## EXERCISE SET
- A) In the interview about the Handbook of Splinting and Casting, what profession did the speaker's parents have?
- B) Write the next part of the interview about the Handbook of Splinting and Casting, starting after its final sentence.
------ TEXT SECTION ------
Who is the Handbook of Splinting and Casting for?

The Handbook of Splinting and Casting is for anybody who is a first line practitioner, who encounters fractures or injuries of the musculoskeletal system, and frankly anyone who would ever need to put on a splint or a cast. We see a lot of badly made splints and casts in our office. We see people harmed by bad casting and splinting: splints that immobilize too much, or don’t immobilize enough, or ace bandages that are put on too tight, among others. I think that the techniques that are outlined in the Handbook of Splinting and Casting are fairly easy to achieve for any dedicated practitioner. Our goal in writing this book was really to try to improve the standard of care for casts and splints so that patients can be better served.

Why Medicine? Why Orthopedics? Why kids?

I’d always been interested in science but for me science as I learned it in college was too devoid of human contact. I wanted to do something that had scientific rigor but also involved creativity and involved working with people. So that’s why I went into medicine. As for why I went into orthopedics, I think its because I have a bias towards mechanics based on my parents being architects. I enjoy the structural elements of orthopedics. The reason I chose hand surgery overall is that I think it’s the most mechanical of subspecialties and allows for a lot of creativity in the field. Pediatric orthopedics is great because you really can make a difference in somebody’s whole life going forward. We see a lot of kids who can’t feed themselves, can’t go to the bathroom by themselves, and after we treat them, they have a completely different life. We get to see them progress from very early ages and we see our work mature as they mature. It’s a fantastic job. There are very few jobs where you get hugs from kids all day.
------ EXERCISE DATA ------
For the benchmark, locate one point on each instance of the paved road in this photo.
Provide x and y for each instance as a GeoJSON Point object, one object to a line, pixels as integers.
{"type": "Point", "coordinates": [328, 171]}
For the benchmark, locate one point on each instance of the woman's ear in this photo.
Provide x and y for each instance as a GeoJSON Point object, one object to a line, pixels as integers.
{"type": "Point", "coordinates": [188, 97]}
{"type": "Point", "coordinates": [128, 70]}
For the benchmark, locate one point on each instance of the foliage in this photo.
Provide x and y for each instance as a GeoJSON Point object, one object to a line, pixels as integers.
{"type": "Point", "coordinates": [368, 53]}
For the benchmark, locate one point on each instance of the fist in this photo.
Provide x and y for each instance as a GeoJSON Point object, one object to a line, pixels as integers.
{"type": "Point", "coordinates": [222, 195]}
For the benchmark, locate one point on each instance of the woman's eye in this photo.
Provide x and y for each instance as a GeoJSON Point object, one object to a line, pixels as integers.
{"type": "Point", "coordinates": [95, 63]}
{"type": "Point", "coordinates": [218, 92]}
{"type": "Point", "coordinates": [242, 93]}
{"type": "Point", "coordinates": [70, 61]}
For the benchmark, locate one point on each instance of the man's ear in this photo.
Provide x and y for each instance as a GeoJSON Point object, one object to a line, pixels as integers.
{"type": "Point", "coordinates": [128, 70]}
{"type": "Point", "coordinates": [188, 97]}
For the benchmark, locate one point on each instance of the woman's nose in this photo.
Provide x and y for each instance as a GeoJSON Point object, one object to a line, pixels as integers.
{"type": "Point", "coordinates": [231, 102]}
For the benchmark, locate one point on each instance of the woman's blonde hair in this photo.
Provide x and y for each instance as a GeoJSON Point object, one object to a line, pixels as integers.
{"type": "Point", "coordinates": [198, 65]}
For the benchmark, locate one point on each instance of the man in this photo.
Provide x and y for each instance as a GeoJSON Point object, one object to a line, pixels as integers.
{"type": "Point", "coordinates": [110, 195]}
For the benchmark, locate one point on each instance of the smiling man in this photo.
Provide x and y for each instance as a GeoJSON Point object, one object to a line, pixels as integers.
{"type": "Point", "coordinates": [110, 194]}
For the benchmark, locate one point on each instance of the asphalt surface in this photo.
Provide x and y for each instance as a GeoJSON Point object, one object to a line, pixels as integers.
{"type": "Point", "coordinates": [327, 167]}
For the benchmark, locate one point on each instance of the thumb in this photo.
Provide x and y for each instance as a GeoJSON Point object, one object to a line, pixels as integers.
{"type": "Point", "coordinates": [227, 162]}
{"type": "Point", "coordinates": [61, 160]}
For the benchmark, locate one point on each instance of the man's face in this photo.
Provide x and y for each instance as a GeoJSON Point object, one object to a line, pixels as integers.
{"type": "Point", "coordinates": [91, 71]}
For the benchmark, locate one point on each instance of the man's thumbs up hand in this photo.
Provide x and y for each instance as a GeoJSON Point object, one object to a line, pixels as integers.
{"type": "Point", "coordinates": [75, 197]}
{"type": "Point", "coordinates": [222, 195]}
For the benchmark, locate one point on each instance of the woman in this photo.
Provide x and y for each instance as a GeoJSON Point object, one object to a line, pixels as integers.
------
## ANSWERS GIVEN
- A) They were architects.

- B)
Bio

Dan A. Zlotolow, MD is an Associate Professor of Orthopaedics at the Temple University School of Medicine and attending surgeon at the Shriners Hospital for Children of Philadelphia.  He is an active member of the American Society for Surgery of the Hand, the Alpha Omega Alpha Honor Medical Society, and the Manus Club.  Dr. Zlotolow is co-author of Handbook of Splinting and Casting, a title in Elsevier’s Mobile Medicine series.

Dr. Zlotolow graduated from the University of Pittsburgh School of Medicine, and completed his orthopaedic residency at Montefoire Medical Center in New York following a clinical research fellowship.  He performed fellowships in adult and pediatric hand surgery at St. Luke’s/Roosevelt Medical Center in New York City and at the Texas Scottish Rite Hospital for Children in Dallas.

Board certified in hand surgery; Dr. Zlotolow received many awards and honors during his training, including the 2003 and 2004 Selznick Memorial Research Presentation Award. He has an extensive research portfolio and a number of open clinical trials. In addition to authoring over 30 book chapters, he has published in numerous journals, including Spine, Orthopaedics, the Journal of Hand Surgery, Hand Clinics, and the Journal of the American Academy of Orthopaedic Surgeons. Other awards include American Society for Surgery of the Hand Young Leader 2007, American Foundation for Surgery of the Hand Clinical Research Mentorship, and Maryland Orthopaedic Association Research Presentation Award.  In his leisure time, Dr. Zlotolow enjoys singing with the Haverford College Chorale.

At Shriners Hospital, his office serves as an international referral center for complex congenital, traumatic, and reconstructive problems of the shoulder, elbow, wrist and hand.  Research and clinical interests of the practice focus on children with congenital differences, pediatric fractures, and restoration of upper extremity function after brain, nerve, or spinal cord injury.